Tasks
1 > Read the passage on early coffee growing in Australia and decide whether each statement agrees with it: (a) In 1861 James Warner won a silver medal at the London International Exhibition for coffee beans grown at Kangaroo Point. (b) Coffee imports ended early in the 19th century. (c) The Sydney Morning Herald described coffee production in Queensland as already a prominent industry. Answer yes or no for each, and quote the words of the passage that decide it.
2 > Carry on the passage on early coffee growing in Australia, starting after its final sentence.

Document passage
#####
The Spots of Ground that we have cultivated for Gardens, have brought forth most of the Seeds that we put in soon after our Arrival here, and besides the common culinary Plants, Indigo, Coffee, Ginger, Castor Nut Oranges, Lemons, & Limes, Firs & Oaks, have vegitated from Seed, but whether from any unfriendly, deleterious Quality of the Soil or the Season, nothing seems to flourish vigorously long, but they shoot up suddenly after being put in the Ground, look green & luxuriant for a little Time, blossom early, fructify slowly & weakly, and ripen before they come to their proper Size. Indeed, many of the Plants wither long ere they arrive at these Periods of Growth.

Some early settlers continued the attempts to grow coffee. One Vernicourt de Lamb, meeting an untimely end during a Government dance, was buried according to his wishes among the coffee trees he had successfully cultivated at Castle Hill. Coffee was selling at 13 cents a pound in 1804 and continued to be imported through the first half of the 19th century. By the middle of the century, coffee stalls were operating from hawkers’ carts in many towns and cities.

Coffee growers in Northern New South Wales and Queensland were more successful. In 1861, surveyor James Warner received a silver medal at the London International Exhibition for coffee beans grown in his garden at Kangaroo Point in Brisbane. In 1879 coffee was reported growing near Gympie. The following year coffee was included in a “collection of economic plants contributed by the Acclimatisation Society of Queensland” which won a gold medal at the International Agricultural Show in Sydney. The Sydney Morning Herald reported that “The samples of coffee, beans, and tea show that both can be grown in Queensland, but their production is not yet a prominent industry”.
#####
Extracted records
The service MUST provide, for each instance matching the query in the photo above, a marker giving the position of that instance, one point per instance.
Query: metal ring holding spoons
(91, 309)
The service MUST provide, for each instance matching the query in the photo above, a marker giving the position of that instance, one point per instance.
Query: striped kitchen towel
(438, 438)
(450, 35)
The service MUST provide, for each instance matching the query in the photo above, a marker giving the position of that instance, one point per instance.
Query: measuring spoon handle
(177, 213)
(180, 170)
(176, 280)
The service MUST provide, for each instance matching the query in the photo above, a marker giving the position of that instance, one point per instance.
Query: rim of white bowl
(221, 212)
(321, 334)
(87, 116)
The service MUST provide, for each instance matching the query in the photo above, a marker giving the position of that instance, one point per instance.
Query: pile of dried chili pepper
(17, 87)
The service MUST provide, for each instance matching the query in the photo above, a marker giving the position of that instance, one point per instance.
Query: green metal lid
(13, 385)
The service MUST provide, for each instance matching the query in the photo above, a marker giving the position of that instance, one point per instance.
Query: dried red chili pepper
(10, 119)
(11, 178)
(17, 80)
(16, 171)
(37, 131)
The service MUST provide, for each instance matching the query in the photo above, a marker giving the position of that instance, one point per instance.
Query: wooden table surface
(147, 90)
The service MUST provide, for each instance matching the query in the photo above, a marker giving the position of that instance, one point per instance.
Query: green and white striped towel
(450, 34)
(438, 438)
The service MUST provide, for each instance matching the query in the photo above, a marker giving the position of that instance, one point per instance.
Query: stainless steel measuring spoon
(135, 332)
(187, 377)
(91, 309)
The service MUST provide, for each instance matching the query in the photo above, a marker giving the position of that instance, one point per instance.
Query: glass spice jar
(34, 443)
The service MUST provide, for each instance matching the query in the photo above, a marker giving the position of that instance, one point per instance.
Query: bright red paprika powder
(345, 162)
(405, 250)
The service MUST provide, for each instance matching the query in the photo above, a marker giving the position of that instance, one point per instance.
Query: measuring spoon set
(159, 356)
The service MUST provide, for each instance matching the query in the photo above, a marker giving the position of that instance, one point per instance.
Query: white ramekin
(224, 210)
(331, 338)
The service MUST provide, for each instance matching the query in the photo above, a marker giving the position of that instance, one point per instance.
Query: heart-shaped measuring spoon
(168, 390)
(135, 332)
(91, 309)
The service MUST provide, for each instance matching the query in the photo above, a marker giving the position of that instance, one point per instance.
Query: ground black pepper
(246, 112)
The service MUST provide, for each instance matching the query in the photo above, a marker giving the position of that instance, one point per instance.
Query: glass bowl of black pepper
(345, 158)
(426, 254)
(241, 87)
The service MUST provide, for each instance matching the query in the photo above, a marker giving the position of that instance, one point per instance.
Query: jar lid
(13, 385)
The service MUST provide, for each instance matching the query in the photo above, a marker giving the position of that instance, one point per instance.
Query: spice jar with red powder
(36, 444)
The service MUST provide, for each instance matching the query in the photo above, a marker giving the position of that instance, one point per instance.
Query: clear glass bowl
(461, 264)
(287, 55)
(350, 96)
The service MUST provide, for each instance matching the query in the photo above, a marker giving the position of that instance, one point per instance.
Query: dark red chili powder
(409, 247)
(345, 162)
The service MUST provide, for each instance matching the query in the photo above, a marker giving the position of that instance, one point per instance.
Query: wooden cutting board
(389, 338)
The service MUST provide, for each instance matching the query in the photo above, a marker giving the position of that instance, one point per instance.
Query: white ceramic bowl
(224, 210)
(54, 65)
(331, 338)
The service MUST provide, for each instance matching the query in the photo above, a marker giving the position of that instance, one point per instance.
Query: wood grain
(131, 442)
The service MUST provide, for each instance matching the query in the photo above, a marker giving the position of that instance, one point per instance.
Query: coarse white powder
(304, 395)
#####
Exercise results
1 >
(a) Yes: "In 1861, surveyor James Warner received a silver medal at the London International Exhibition for coffee beans grown in his garden at Kangaroo Point in Brisbane."
(b) No: "continued to be imported through the first half of the 19th century."
(c) No: "but their production is not yet a prominent industry"

2 >
Coffee plantations were subsequently established in various parts of Queensland, particularly on the Atherton Tablelands, near Mackay, at Buderim and at Bingil Bay. By 1893, there was interest in coffee growing in the northern rivers area of New South Wales, although cultivation was still experimental.  The coffee they planted was of the Arabica variety. By 1899, some 46 coffee growers were established in the Cairns region, of whom 29 attended the inaugural meeting of the Cairns Coffee Growers Association.

The fledgling industry soon encountered problems. Initially, planters used Kanaka (South Sea Islander) labour to tend and harvest their coffee crops. However, the ‘sugar slave’ system that had existed in Queensland since 1863 was coming to an end and, with the introduction of the ‘White Australia’ policy in 1901, it became impossible to rely on a cheap labour supply.

The climate also took its toll. Some of the higher plantations were blighted by frost, there were droughts, and a series of cyclones also damaged plantations. A tsunami that hit Mackay and Bowen in 1918 caused utter devastation as a 40ft (12-metre) wall of water rolled over the coast. Transport was also an issue. With the advent of World War I, coastal trading ships were co-opted for military purposes. It may also be that the sugar industry proved more attractive to growers.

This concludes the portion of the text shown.